======== Data supplied ========
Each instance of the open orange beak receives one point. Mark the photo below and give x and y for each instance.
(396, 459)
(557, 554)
========
======== Data supplied ========
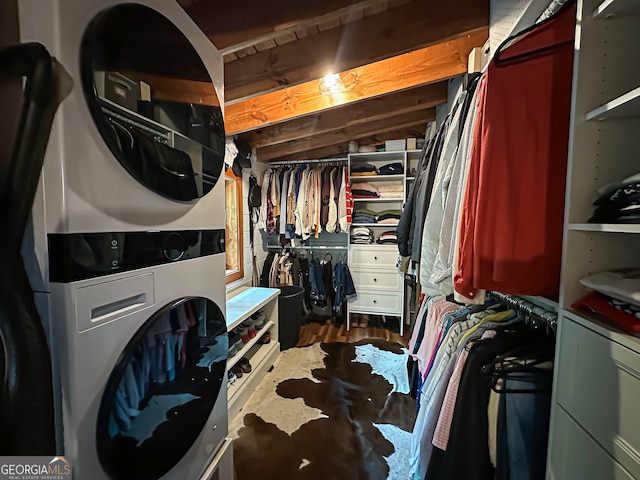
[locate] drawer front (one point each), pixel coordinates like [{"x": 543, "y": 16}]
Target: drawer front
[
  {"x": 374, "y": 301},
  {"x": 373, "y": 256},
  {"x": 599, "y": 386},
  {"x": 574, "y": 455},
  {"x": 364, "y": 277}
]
========
======== Data supplied ========
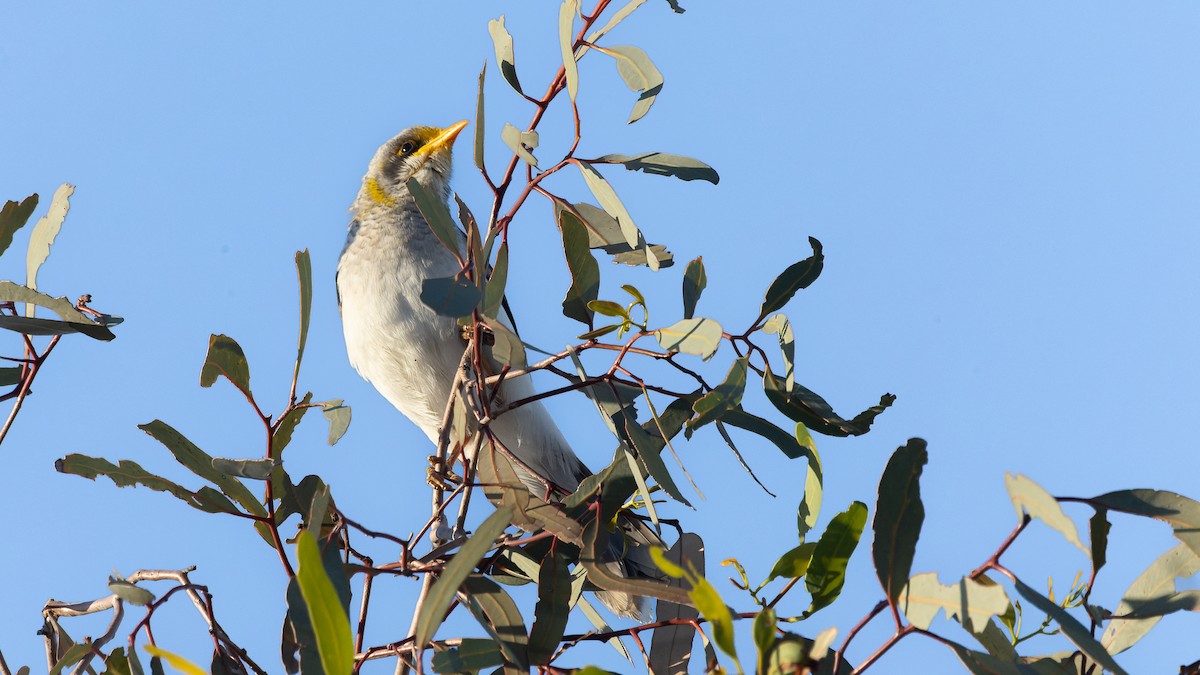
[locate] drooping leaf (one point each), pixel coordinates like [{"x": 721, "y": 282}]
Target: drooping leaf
========
▶ **Description of the task**:
Look over the records above and filter for each line with the word "locate".

▶ **Output of the exercise**:
[locate] drawer front (one point each), pixel coordinates like [{"x": 543, "y": 16}]
[locate] drooping leaf (one point each), pixel coordinates like [{"x": 721, "y": 282}]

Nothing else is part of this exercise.